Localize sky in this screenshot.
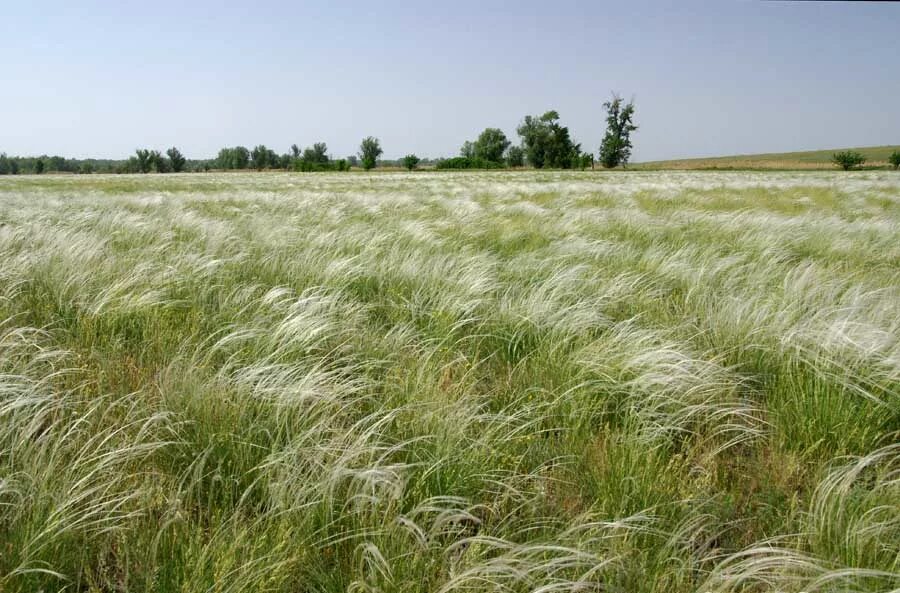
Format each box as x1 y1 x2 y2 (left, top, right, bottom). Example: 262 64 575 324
1 0 898 162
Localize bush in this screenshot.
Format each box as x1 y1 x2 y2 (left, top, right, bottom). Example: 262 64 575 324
402 154 420 171
832 151 866 171
889 151 900 170
293 159 349 173
435 157 505 170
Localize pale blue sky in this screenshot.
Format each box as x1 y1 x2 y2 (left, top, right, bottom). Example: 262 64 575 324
2 0 898 161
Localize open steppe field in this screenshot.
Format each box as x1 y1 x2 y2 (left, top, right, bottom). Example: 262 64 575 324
- - - -
- [Task]
Tally the lines in the records that contain the word "this"; the answer is that number and nothing more.

- [Exercise output]
4